Restate each line word for word. Leave out every picture.

[A block of data]
═══
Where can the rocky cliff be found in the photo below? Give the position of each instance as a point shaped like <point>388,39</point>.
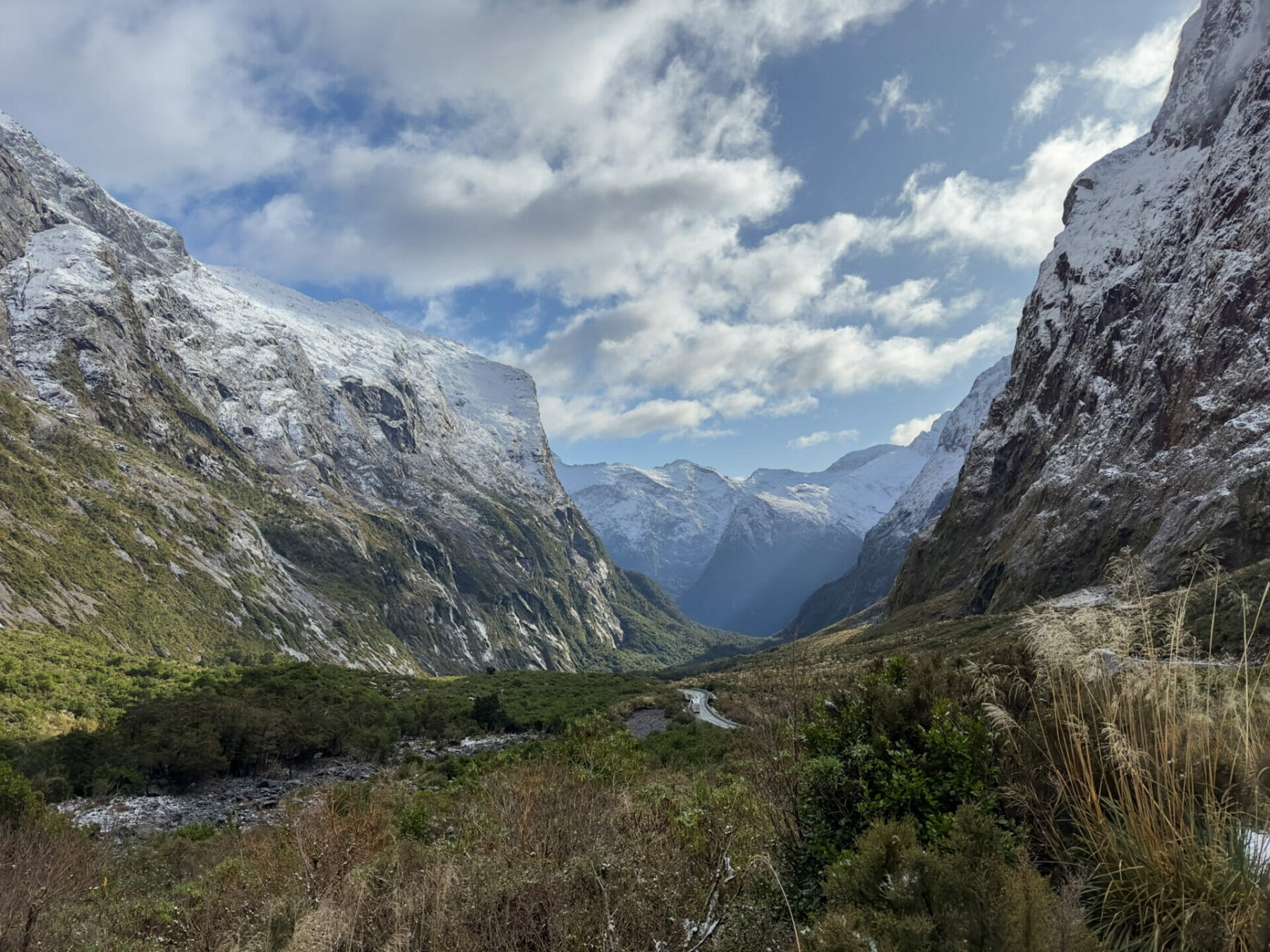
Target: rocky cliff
<point>887,544</point>
<point>1138,408</point>
<point>193,460</point>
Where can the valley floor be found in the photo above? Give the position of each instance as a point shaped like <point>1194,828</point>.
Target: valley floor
<point>1006,790</point>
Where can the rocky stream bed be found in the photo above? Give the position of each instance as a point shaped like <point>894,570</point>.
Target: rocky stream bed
<point>257,799</point>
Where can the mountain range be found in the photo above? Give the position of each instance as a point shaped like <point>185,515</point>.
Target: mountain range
<point>1137,413</point>
<point>196,461</point>
<point>742,554</point>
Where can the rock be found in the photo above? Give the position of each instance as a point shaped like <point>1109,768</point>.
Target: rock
<point>1137,413</point>
<point>416,471</point>
<point>914,512</point>
<point>743,554</point>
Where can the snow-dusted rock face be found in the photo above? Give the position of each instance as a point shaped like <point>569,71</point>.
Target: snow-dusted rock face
<point>663,522</point>
<point>742,554</point>
<point>393,493</point>
<point>1138,408</point>
<point>916,511</point>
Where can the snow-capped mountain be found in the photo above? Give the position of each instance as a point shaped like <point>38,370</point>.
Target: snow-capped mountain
<point>742,554</point>
<point>241,463</point>
<point>916,511</point>
<point>663,522</point>
<point>1138,408</point>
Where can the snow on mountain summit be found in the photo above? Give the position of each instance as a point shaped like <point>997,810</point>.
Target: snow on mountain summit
<point>718,542</point>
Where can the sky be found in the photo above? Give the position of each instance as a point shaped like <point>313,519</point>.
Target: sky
<point>744,233</point>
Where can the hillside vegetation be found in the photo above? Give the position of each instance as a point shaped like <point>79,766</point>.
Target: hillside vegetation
<point>1087,786</point>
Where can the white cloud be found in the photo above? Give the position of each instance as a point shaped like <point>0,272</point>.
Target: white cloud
<point>610,155</point>
<point>893,101</point>
<point>906,433</point>
<point>1135,80</point>
<point>1012,219</point>
<point>814,439</point>
<point>582,418</point>
<point>569,145</point>
<point>1130,83</point>
<point>1043,90</point>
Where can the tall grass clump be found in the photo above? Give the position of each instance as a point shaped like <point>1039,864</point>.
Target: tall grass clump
<point>1141,762</point>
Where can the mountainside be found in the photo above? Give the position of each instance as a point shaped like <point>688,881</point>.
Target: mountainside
<point>193,460</point>
<point>1138,408</point>
<point>663,522</point>
<point>743,554</point>
<point>885,545</point>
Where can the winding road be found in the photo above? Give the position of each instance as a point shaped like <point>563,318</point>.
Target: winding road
<point>698,704</point>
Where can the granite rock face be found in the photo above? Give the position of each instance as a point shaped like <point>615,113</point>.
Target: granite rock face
<point>356,490</point>
<point>1138,408</point>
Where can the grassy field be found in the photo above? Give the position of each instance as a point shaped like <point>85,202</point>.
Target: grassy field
<point>1060,780</point>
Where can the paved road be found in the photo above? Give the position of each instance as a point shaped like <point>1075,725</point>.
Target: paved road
<point>698,704</point>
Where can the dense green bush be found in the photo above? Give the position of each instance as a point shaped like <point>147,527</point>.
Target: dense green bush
<point>17,798</point>
<point>898,742</point>
<point>971,889</point>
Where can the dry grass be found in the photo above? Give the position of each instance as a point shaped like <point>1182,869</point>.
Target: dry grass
<point>1143,767</point>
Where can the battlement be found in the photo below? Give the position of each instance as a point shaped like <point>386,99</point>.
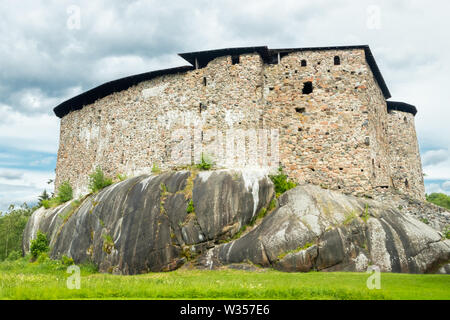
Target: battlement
<point>320,113</point>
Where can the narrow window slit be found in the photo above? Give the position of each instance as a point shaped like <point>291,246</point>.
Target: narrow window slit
<point>307,87</point>
<point>337,60</point>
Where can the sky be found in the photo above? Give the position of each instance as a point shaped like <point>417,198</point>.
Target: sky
<point>53,50</point>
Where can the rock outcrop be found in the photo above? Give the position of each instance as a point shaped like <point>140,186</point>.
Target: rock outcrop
<point>317,229</point>
<point>159,222</point>
<point>143,224</point>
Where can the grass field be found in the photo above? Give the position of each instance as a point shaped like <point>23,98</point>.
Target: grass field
<point>47,280</point>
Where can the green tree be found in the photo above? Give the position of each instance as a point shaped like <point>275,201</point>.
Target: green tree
<point>12,224</point>
<point>44,196</point>
<point>98,181</point>
<point>65,192</point>
<point>439,199</point>
<point>39,244</point>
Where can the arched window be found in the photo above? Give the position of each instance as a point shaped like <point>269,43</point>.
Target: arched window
<point>337,60</point>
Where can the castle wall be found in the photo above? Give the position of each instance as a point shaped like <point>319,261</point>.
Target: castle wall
<point>334,136</point>
<point>406,166</point>
<point>337,133</point>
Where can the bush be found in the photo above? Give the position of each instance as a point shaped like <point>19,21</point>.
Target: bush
<point>14,255</point>
<point>98,181</point>
<point>155,168</point>
<point>205,164</point>
<point>43,197</point>
<point>46,203</point>
<point>65,192</point>
<point>39,244</point>
<point>43,257</point>
<point>190,207</point>
<point>12,224</point>
<point>447,233</point>
<point>281,182</point>
<point>65,260</point>
<point>121,177</point>
<point>439,199</point>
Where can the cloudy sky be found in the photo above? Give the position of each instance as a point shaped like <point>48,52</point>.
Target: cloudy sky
<point>53,50</point>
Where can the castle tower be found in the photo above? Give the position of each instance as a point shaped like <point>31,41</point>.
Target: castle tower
<point>406,166</point>
<point>320,113</point>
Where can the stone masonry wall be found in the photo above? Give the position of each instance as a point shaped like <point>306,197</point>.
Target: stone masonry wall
<point>406,166</point>
<point>249,114</point>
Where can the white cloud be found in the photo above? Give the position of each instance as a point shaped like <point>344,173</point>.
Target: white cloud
═══
> Exercise response
Where can the rocky cliff be found in the photo below? Give the position of each instance as a point shaped like <point>388,39</point>.
Target: rocky cliff
<point>887,544</point>
<point>1138,408</point>
<point>193,460</point>
Where can the valley floor be found in the photo above? Give the position of each instance as a point shaped like <point>1194,828</point>.
Target: valley floor
<point>1006,790</point>
Where can the rocky stream bed be found in the photo above? Give the position of each instance as a point shaped like <point>894,570</point>.
Target: rocky stream bed
<point>257,799</point>
Where can the mountain range be found in the photo above? Give the position of each instance as a point shaped like <point>185,515</point>.
Target: mountain range
<point>1137,413</point>
<point>196,461</point>
<point>742,554</point>
Where can the rock be found in the photo above? Give the position of each instance as a point shaped like <point>1109,768</point>.
Target: rock
<point>1137,413</point>
<point>416,471</point>
<point>914,512</point>
<point>743,554</point>
Where can the snow-dusted rock face be found in the photo above? Give the position of each instance as a point shaped like <point>569,71</point>.
Target: snow-dusted rock face
<point>663,522</point>
<point>742,554</point>
<point>393,493</point>
<point>1138,408</point>
<point>916,511</point>
Where can the snow-capped mountain be found in the photo above? Give the position of each instance as a point shaped like <point>38,370</point>.
Target: snow-capped mountain
<point>742,554</point>
<point>241,463</point>
<point>916,511</point>
<point>663,522</point>
<point>1138,408</point>
Where can the snow on mountain summit be found in the photo above? Give the position of each instance as a point shaped like <point>997,810</point>.
Target: snow on mountain summit
<point>718,542</point>
Where can the sky be found in the photo above? Give the position of each instance as a point shaped like <point>313,519</point>.
Target: sky
<point>744,233</point>
Where can the hillside vegetation be found in the photo above? Give the position of each instance as a point shaped like <point>79,766</point>.
Target: hillside vegetation
<point>1087,786</point>
Where can the white cloud be found in the photo above? Give the position of each instance as a point shaped like <point>0,272</point>.
Target: white cloud
<point>610,155</point>
<point>893,101</point>
<point>906,433</point>
<point>1135,80</point>
<point>1012,219</point>
<point>814,439</point>
<point>582,418</point>
<point>569,145</point>
<point>1130,83</point>
<point>1043,90</point>
Where can the tall grass clump be found in the photo above? Give the position of each instance as a point shaped like <point>1039,864</point>.
Target: tall grass clump
<point>1141,762</point>
Where can the mountainside be found in the photo above? Give the position of each instance as a point shaped like <point>688,881</point>.
Target: mountainside
<point>193,460</point>
<point>1138,408</point>
<point>663,522</point>
<point>743,554</point>
<point>885,545</point>
Where can the winding road be found in the photo above? Give the position of each instance as a point shaped like <point>563,318</point>.
Target: winding road
<point>698,704</point>
Where can the granite rock face be found in the photo above? Give the position of each instance as a point shaped like <point>615,113</point>.
Target: granite rock face
<point>356,490</point>
<point>1138,408</point>
Where can the grassy field be found in the photo above? Give the position of each instance as a point shaped like <point>85,202</point>.
Target: grassy field
<point>1060,780</point>
Where can the paved road be found in the photo above? Give the position of each instance as a point shaped like <point>1075,725</point>.
Target: paved road
<point>698,704</point>
Where can the dense green bush be found in the photo above? Give the position of each instance as a point shaped like <point>147,527</point>.
Target: dense green bush
<point>17,798</point>
<point>898,742</point>
<point>971,889</point>
Where can the dry grass be found in the photo above? Give the position of each instance as a point shaped like <point>1182,869</point>.
Target: dry grass
<point>1143,767</point>
Where can the battlement be found in the photo below? Give the position of each instance as a point shaped like <point>386,99</point>.
Target: battlement
<point>320,113</point>
Where can the narrow window slit be found in the photo above? Give the position of each instance as a point shaped like <point>291,246</point>.
Target: narrow window slit
<point>307,87</point>
<point>337,60</point>
Where can the sky be found in the photo above? Give the position of each instance as a point shaped like <point>417,198</point>.
Target: sky
<point>53,50</point>
Where can the rock outcrop be found in the photo above? Give the position of each instance as a point shaped like <point>140,186</point>.
Target: rock outcrop
<point>317,229</point>
<point>159,222</point>
<point>143,224</point>
Where can the grass field be found in the photo above? Give the position of each instance as a point shaped like <point>23,98</point>.
Target: grass field
<point>47,280</point>
Where can the green tree be found in the photo above? Give the position of each instance as a point shaped like <point>275,201</point>.
Target: green tree
<point>12,224</point>
<point>44,196</point>
<point>98,181</point>
<point>65,192</point>
<point>439,199</point>
<point>39,244</point>
Where can the arched window be found in the photo above? Give the position of each instance as a point shaped like <point>269,43</point>.
Target: arched window
<point>337,60</point>
Where can the castle wall be found in the photo above? Give the position of each instance as a point shaped like <point>319,261</point>.
Target: castle wall
<point>334,136</point>
<point>406,166</point>
<point>337,133</point>
Where can the bush be found in the photo above? Give the position of each instance as a point shaped like <point>19,21</point>.
Target: bush
<point>14,255</point>
<point>98,181</point>
<point>155,168</point>
<point>205,164</point>
<point>43,197</point>
<point>46,203</point>
<point>65,192</point>
<point>39,244</point>
<point>43,257</point>
<point>190,207</point>
<point>12,224</point>
<point>447,233</point>
<point>281,182</point>
<point>65,260</point>
<point>121,177</point>
<point>439,199</point>
Where can the cloudy sky be found in the photo above? Give the position of each instance as a point shaped like <point>48,52</point>.
Target: cloudy sky
<point>53,50</point>
Where can the castle tower be found in the photo above? Give the position of each instance as a point shaped like <point>31,41</point>.
Target: castle tower
<point>406,166</point>
<point>320,113</point>
Where can the stone masonry wall be found in the photo above? Give the position of each instance as a point shaped like <point>306,197</point>.
Target: stone masonry wall
<point>406,166</point>
<point>249,114</point>
Where can the white cloud be found in the photo above? Give the position of each instance as a point shaped like <point>344,173</point>.
Target: white cloud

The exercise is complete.